:: GIVEN EXERCISE 1 ::
In the records, update every line from the one containing "Where can you find the wooden deck floor" down to the one containing "pixel 549 402" by replacing "covered grill" with "barbecue grill" and leaving the rest unchanged. Return only those lines.

I'll give you a very strong example. We have amazing high-speed data services, and we have great home security services. But really, what the consumer thinks about is their digital home. They don't really care what the products are or the org structure.

I have a digital home. I want to have automation in it. I want to have great, ubiquitous wi-fi. I want it to be able to react to me. I want to have peace of mind around my home.

None of that says you have to have a particular product structure, and so we changed the name. We said, "Look. We're now Digital Home. We're going to integrate the teams. We're going to think about it differently than just the vertical businesses we thought about before." All this takes pressure.

The last thing I'll add in is, because I think it speaks to the journey, we did a product we released in May this year called xFi, and it's like a smart, intelligent, whole home wi-fi. One of the things I love, and I use this as an example internally about what the team did, they spent as much time developing all of the on-boarding from on-boarding the gateway, setting up your network. That took as much development effort, as much design effort, as much product effort as all the rest of the experience combined, all the different functions, all the different things it could do.

:: STORED RECORDS ::
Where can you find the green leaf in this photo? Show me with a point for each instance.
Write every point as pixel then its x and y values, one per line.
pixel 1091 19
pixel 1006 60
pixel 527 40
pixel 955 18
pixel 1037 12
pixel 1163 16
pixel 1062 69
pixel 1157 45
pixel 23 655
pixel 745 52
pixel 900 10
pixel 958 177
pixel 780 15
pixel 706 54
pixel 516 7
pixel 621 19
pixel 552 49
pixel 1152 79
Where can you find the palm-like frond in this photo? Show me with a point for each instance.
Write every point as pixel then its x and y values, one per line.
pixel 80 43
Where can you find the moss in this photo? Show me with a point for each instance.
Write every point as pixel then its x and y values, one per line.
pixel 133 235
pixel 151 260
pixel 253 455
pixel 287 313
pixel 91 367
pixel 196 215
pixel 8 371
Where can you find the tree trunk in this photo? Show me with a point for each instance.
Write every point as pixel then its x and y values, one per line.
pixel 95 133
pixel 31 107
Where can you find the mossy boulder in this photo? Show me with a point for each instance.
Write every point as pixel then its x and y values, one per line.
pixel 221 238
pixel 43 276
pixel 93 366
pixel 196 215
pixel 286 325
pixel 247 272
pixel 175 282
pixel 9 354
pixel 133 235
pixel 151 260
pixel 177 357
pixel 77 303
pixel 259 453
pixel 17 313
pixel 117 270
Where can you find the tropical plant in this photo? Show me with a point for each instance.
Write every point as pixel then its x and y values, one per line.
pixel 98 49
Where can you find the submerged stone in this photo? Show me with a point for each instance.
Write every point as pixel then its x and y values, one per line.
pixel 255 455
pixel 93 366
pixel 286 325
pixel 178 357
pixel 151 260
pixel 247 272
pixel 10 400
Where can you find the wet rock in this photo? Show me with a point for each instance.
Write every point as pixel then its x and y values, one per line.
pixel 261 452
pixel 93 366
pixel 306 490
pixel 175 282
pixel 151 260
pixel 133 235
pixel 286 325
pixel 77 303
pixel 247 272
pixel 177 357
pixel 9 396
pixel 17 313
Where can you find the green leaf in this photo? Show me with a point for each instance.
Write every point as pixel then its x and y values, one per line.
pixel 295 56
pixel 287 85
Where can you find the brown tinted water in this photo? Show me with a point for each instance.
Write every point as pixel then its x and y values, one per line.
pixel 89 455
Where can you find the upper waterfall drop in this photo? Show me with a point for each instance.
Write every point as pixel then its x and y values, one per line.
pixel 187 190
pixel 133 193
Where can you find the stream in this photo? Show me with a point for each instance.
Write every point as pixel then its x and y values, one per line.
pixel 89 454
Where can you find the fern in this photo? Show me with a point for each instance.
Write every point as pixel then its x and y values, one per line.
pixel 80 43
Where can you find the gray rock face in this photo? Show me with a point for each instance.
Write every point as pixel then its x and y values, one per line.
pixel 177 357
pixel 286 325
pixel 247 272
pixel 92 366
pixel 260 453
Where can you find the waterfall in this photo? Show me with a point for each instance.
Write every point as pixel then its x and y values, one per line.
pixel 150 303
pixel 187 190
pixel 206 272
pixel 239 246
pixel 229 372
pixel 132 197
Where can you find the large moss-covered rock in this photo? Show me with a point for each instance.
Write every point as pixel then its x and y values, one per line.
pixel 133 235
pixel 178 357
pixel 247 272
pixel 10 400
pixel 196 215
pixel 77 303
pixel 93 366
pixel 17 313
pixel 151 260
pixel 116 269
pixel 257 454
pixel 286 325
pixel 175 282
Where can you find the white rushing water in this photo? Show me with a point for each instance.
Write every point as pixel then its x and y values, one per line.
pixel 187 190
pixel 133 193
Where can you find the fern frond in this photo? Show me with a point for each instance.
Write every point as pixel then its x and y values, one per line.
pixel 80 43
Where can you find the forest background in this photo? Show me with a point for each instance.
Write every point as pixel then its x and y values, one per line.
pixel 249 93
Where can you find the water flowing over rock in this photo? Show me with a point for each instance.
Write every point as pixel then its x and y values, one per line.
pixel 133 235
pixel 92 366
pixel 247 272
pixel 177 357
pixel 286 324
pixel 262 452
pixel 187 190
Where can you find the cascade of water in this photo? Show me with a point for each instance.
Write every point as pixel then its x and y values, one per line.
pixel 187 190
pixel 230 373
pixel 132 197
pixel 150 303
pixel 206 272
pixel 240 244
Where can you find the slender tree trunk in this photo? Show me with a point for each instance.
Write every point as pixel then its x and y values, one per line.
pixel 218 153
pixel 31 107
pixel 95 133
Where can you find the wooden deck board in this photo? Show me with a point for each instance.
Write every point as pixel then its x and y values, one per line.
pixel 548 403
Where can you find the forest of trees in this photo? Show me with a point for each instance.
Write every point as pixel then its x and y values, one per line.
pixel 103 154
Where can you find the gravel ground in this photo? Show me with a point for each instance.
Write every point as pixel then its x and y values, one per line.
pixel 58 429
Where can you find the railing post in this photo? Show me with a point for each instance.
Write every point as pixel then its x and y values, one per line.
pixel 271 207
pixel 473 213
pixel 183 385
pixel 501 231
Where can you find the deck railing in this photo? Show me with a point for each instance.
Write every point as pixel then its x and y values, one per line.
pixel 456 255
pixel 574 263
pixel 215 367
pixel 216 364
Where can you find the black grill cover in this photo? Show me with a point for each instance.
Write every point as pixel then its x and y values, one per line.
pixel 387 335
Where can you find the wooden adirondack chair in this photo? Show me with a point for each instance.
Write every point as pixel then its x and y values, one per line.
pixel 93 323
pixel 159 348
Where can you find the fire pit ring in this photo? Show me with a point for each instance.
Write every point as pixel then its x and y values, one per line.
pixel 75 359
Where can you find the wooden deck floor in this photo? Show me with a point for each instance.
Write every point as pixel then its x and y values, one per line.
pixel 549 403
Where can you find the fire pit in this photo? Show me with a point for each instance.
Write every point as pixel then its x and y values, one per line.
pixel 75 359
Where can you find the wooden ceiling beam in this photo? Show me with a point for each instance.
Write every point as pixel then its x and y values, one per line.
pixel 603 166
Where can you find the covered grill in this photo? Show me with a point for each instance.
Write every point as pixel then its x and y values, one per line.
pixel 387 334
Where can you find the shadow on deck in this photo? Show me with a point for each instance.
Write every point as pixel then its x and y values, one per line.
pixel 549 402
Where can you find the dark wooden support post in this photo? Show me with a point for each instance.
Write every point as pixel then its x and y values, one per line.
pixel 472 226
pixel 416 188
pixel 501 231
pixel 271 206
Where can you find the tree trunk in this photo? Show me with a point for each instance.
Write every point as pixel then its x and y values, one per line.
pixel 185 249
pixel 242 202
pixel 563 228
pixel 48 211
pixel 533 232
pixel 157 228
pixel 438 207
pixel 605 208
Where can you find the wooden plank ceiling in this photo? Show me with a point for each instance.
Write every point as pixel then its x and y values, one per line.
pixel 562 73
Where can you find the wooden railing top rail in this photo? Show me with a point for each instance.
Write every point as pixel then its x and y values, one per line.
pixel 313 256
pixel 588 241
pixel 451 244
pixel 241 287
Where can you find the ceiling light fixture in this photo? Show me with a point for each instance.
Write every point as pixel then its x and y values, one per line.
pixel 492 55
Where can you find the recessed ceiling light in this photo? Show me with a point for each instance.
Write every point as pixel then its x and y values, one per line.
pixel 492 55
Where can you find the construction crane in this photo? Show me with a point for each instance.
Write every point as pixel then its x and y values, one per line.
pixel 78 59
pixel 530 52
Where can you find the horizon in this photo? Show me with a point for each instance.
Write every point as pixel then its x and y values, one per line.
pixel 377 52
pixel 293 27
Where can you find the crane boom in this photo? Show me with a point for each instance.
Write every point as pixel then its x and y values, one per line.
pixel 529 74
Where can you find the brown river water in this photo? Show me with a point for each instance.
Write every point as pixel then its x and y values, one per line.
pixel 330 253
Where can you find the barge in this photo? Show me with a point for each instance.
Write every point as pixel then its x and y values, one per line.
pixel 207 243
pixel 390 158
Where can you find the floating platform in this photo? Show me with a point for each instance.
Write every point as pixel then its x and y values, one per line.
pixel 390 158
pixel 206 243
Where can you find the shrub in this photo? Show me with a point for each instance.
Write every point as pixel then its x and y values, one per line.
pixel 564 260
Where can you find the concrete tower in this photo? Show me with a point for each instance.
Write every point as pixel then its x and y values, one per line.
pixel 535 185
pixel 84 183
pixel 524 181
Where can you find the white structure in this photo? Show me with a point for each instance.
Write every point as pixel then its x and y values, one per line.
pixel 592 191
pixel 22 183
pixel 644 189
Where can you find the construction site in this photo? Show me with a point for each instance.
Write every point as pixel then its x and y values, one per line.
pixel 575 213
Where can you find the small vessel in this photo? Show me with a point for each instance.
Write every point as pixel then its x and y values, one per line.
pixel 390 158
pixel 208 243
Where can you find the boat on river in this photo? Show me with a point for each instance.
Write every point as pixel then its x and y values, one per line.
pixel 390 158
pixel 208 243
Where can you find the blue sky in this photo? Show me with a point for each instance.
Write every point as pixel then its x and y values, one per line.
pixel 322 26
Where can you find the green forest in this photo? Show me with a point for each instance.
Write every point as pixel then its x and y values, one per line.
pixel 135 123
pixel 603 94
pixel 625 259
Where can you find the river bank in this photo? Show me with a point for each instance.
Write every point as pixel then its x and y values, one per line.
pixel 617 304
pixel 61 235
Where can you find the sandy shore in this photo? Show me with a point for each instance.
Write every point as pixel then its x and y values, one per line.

:: GIVEN EXERCISE 2 ::
In the text about the digital home, what was the product released in May called?

:: REPLY 1 ::
Where can you find the wooden deck floor in this photo? Show me with a point for each instance.
Write every point as pixel then its x and y values, one per line.
pixel 549 403
Where can you find the fire pit in this photo? Show me with a point for each instance.
Write every point as pixel then its x and y values, one per line.
pixel 75 359
Where can you find the wooden ceiling beam in this photo? Show me with a point for each instance.
Write every point as pixel then its x and y values, one per line.
pixel 603 166
Where can you find the barbecue grill in this photo? Show me with a point for each instance.
Write every point as pixel then its x and y values, one per line.
pixel 387 334
Where can you find the shadow on deck in this photo? Show me with a point for each instance.
Write every point as pixel then its x and y values, one per line.
pixel 549 402

:: REPLY 2 ::
xFi